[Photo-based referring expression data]
Segment Open
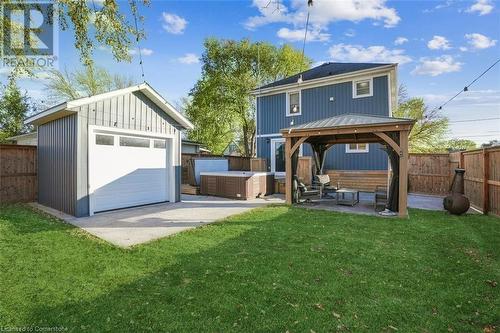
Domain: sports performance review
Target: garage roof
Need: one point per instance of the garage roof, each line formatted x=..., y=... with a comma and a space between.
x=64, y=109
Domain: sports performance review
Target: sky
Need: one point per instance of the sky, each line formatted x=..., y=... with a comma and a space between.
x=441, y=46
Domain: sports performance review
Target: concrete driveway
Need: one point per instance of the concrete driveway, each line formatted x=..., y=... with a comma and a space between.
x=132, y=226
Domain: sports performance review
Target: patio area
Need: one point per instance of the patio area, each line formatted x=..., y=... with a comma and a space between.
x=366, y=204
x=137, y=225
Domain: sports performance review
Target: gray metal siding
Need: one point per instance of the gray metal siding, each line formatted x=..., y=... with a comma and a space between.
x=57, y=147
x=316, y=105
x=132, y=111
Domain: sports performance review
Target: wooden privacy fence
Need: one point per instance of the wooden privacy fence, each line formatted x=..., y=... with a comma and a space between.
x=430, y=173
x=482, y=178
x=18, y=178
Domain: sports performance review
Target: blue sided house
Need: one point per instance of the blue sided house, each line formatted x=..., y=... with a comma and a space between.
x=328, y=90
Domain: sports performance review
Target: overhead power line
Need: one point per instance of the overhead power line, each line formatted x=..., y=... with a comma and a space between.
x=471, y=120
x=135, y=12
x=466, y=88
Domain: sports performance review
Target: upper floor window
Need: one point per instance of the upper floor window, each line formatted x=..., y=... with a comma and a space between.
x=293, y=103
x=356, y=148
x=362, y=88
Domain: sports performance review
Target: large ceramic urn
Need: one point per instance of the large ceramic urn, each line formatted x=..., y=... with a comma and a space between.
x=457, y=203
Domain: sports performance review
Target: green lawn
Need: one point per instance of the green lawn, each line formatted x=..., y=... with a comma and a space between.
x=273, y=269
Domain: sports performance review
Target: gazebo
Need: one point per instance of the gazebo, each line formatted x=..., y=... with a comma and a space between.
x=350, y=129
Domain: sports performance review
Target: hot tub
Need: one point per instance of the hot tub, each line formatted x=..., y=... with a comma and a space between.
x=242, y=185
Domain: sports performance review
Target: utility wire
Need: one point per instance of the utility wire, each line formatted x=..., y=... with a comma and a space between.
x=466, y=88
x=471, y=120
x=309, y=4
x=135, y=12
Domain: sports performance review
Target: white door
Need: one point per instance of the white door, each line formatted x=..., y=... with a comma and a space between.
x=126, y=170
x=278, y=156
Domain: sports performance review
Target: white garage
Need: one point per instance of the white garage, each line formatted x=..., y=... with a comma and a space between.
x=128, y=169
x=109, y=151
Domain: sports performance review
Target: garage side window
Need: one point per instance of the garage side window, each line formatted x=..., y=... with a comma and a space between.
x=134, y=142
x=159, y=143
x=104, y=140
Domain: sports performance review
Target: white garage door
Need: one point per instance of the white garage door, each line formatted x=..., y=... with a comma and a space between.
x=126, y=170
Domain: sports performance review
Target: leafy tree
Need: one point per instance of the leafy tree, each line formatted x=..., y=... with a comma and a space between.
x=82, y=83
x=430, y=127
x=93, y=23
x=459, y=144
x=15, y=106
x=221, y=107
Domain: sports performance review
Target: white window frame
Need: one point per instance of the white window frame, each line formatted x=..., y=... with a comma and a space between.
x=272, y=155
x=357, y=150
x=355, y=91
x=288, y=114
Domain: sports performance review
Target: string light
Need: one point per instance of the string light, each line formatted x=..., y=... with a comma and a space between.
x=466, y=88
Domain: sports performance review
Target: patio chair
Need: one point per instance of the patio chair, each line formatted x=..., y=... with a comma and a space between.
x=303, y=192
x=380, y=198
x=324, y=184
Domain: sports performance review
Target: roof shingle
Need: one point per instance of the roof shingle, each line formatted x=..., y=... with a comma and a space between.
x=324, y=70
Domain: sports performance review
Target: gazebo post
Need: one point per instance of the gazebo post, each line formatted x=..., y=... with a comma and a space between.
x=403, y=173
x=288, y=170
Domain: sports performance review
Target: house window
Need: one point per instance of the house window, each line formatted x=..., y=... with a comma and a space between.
Segment Closed
Segment Open
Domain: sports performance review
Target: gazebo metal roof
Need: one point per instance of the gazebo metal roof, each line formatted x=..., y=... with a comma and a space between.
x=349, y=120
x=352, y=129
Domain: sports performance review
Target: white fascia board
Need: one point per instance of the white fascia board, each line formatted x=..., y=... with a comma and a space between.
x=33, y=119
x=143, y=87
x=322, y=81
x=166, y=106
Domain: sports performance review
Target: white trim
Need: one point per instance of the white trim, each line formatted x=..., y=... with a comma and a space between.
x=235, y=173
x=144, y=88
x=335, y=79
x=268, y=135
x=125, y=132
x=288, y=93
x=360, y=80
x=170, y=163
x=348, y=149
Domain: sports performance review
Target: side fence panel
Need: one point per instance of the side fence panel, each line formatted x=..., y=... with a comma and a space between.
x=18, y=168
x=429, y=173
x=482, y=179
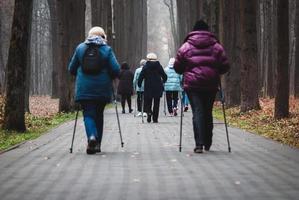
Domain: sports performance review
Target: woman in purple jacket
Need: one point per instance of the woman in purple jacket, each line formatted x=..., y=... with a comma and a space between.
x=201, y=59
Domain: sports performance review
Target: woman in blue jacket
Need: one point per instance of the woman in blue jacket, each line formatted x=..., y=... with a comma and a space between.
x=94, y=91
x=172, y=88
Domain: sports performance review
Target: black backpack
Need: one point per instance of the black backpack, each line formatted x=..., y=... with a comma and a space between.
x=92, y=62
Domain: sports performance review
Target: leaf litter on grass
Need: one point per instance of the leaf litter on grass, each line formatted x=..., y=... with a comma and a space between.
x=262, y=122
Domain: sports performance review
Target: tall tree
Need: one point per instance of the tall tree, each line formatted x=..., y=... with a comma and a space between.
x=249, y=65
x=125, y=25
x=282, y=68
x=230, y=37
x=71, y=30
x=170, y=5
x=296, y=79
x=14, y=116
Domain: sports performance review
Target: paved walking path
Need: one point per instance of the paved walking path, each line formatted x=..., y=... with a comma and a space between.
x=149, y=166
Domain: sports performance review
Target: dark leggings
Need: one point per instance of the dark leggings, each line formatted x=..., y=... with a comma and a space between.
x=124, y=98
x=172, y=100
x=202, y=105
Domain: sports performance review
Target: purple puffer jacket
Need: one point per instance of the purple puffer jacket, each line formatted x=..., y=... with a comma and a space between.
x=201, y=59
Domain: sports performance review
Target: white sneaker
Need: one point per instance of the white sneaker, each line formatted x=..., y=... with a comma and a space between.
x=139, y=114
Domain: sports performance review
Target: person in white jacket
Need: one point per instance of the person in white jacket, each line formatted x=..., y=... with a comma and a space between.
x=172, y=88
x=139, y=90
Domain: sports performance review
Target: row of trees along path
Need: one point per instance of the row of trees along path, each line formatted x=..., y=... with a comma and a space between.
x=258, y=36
Segment Closed
— Exercise aim —
Copy range, inclusive: the line holding "Target: dark leggings" to the line holding "Target: white sneaker". Reproduce exactly those lines of the records above and no others.

— Task result —
Target: dark leggings
Need: one point per instance of the dark leggings, each line formatted x=..., y=... with a comma and a space between.
x=124, y=98
x=172, y=100
x=202, y=105
Domain: sports performance review
Target: purple puffer jacket
Need: one point per instance of the purple puffer jacket, each line formatted x=..., y=... with a comma and a space between.
x=201, y=59
Domain: sports performance review
Target: white sneaker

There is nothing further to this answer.